● **GOAL OF THE EXERCISE**: Count the lines of the items below that contain the word "black". Give only the number.

● **DATASET RECORDS**:
---------------

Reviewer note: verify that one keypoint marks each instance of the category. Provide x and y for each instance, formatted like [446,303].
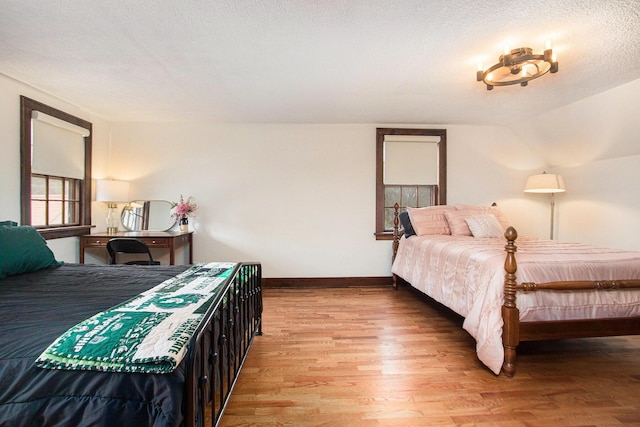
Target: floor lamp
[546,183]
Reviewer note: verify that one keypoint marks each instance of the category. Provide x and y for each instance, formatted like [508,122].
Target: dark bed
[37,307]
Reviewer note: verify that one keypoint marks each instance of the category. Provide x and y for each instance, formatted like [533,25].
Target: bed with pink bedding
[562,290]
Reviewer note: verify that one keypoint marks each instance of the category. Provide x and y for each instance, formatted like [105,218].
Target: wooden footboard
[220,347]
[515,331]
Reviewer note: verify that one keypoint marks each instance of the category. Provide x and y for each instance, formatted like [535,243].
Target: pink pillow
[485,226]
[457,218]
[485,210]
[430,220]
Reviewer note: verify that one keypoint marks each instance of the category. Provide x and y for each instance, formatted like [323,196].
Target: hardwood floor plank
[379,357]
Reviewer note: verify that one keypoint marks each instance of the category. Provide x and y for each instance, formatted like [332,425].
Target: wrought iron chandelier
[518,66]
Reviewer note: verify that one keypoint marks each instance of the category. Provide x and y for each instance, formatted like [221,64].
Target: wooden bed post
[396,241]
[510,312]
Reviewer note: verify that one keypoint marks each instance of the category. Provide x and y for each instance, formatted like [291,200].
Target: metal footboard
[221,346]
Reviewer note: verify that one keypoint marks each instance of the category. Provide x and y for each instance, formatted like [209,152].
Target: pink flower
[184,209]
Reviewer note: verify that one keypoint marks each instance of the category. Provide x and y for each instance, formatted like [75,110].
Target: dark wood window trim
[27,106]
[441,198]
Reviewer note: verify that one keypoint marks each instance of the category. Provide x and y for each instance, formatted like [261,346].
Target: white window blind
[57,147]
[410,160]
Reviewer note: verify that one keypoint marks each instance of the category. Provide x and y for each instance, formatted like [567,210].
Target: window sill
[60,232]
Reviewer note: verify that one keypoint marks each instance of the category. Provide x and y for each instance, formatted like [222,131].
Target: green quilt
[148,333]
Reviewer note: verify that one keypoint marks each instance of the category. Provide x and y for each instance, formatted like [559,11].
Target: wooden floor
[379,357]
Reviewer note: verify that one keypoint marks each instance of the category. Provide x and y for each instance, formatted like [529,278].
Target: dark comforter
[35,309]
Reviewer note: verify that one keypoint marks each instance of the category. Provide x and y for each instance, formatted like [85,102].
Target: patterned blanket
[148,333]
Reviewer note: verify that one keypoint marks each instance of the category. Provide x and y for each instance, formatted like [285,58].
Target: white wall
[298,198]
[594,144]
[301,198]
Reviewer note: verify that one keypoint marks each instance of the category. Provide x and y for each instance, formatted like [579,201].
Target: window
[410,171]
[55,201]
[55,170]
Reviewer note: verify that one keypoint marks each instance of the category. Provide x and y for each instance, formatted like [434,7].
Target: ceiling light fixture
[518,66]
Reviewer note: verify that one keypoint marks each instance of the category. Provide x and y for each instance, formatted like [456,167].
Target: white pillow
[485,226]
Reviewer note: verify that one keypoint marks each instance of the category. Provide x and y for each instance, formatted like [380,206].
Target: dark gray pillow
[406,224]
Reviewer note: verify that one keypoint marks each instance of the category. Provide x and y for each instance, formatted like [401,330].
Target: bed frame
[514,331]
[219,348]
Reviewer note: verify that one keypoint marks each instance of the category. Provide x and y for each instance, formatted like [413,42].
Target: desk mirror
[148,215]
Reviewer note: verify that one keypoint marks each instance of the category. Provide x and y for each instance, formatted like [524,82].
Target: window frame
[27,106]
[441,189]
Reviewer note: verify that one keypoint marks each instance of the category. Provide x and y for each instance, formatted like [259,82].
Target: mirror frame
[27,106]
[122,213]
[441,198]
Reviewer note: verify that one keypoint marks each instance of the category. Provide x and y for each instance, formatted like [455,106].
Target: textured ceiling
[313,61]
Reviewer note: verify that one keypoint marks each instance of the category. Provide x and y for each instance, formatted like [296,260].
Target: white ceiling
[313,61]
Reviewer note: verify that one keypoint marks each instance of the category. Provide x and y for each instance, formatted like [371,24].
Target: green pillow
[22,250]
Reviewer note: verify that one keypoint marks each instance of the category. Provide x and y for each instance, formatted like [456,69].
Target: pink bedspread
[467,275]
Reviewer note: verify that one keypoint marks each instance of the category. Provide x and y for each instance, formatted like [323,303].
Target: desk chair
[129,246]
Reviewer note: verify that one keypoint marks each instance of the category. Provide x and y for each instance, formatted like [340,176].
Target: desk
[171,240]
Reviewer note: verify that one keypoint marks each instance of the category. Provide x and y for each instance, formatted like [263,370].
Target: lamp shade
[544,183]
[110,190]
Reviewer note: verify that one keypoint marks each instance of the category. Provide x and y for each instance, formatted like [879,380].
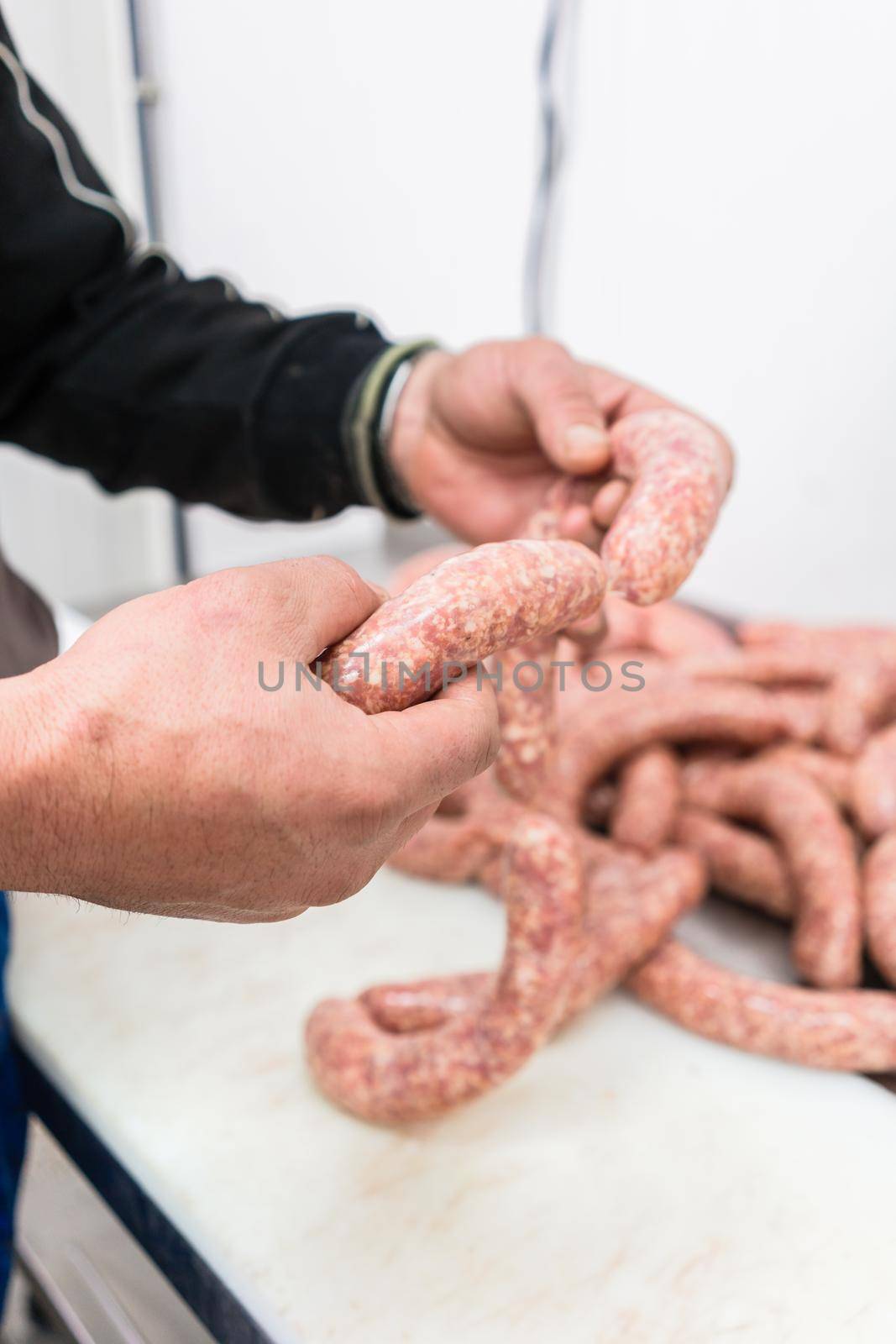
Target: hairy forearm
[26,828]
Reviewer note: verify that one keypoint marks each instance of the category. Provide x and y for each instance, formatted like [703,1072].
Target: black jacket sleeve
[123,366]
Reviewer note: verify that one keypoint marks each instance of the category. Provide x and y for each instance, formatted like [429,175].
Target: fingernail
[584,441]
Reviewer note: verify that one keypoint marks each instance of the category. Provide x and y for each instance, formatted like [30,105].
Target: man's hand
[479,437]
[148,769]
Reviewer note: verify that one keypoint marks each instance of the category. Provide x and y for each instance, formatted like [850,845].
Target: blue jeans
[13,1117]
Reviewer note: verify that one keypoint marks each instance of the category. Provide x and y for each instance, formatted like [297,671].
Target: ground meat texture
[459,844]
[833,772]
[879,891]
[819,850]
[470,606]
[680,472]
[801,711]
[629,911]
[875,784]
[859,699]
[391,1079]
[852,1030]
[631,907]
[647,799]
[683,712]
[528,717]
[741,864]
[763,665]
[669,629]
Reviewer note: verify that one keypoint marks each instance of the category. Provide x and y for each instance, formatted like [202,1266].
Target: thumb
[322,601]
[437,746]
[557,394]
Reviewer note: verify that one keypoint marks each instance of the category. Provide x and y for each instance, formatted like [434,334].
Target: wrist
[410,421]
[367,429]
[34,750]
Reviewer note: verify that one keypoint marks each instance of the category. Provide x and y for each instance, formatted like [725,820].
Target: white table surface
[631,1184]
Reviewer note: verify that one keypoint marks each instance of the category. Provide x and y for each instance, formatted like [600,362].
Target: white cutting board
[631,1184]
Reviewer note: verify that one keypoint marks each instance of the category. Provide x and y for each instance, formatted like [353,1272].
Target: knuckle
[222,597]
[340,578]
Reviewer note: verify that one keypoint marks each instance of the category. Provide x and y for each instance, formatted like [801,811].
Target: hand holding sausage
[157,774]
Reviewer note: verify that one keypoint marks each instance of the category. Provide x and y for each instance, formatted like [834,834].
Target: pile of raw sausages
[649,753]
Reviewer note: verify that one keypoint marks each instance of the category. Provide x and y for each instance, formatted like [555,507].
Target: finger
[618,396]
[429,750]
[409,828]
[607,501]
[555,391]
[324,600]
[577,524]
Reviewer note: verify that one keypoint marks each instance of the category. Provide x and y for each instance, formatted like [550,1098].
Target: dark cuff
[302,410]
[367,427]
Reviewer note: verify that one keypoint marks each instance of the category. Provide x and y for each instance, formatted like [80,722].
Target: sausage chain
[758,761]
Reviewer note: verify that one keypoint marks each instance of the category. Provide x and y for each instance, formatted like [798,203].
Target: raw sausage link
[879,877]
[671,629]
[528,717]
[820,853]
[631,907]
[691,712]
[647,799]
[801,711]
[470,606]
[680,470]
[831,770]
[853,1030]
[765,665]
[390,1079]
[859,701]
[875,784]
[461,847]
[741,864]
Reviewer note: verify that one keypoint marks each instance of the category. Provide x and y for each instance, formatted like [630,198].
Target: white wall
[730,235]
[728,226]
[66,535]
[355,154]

---------------

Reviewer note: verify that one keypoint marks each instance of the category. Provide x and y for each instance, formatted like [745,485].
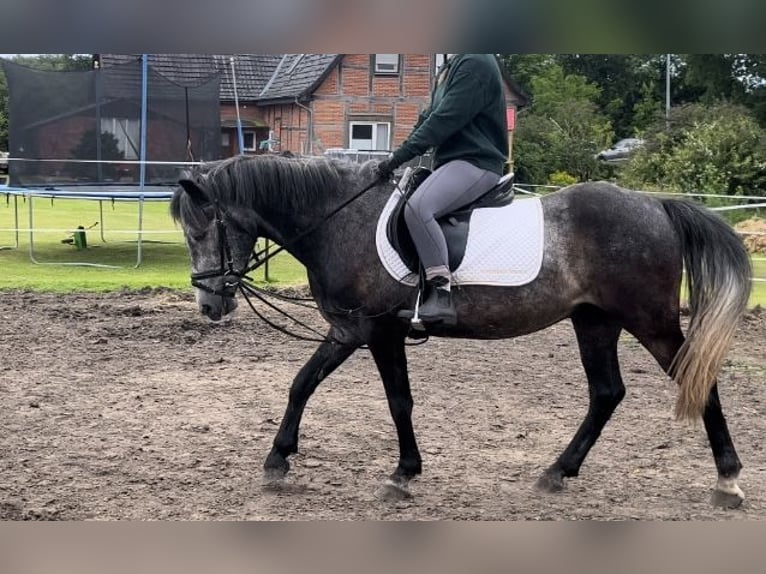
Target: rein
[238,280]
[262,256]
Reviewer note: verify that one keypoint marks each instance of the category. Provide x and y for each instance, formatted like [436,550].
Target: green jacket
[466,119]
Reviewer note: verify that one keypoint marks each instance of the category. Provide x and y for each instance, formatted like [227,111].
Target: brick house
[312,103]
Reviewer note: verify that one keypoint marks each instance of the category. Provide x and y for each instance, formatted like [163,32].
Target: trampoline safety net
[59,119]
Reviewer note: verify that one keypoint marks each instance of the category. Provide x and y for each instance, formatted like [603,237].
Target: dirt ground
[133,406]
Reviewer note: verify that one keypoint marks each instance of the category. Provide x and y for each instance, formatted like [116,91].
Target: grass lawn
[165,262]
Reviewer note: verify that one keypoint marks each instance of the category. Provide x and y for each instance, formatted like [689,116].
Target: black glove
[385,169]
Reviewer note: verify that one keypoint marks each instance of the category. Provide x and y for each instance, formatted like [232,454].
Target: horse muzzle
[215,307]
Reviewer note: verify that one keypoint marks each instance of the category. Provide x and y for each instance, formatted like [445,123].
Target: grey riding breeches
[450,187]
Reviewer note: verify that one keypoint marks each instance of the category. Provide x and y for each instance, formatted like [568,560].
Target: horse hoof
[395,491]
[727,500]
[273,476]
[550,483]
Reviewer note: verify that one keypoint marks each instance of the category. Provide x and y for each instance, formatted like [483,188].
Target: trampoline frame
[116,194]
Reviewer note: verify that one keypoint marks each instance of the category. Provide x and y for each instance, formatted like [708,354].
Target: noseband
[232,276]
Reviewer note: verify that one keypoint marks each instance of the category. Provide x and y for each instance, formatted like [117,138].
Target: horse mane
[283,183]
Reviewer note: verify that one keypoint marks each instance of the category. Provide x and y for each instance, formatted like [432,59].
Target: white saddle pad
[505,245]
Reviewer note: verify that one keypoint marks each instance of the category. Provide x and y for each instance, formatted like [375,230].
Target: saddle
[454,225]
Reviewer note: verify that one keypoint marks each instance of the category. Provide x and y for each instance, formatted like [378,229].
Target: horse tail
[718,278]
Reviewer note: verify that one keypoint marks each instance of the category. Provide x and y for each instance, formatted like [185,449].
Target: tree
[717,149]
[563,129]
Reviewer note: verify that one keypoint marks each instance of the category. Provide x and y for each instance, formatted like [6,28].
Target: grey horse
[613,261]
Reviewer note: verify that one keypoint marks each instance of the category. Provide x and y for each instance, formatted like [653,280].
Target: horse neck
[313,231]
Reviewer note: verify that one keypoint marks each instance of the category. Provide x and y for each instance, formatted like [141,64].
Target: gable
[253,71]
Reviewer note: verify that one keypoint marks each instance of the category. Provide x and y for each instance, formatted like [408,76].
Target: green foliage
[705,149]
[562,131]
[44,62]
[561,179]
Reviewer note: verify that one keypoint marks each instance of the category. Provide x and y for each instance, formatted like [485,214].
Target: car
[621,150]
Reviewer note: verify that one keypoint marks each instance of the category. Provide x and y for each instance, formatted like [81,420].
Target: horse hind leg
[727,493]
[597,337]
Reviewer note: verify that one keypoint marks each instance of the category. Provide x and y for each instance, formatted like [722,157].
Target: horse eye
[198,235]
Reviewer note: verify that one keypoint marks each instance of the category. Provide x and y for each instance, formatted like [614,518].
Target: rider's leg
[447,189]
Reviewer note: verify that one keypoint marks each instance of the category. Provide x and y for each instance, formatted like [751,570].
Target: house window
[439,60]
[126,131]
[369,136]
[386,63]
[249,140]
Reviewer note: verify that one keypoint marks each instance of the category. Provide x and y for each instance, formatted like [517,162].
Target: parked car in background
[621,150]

---------------

● **CORRECT OUTPUT**: 2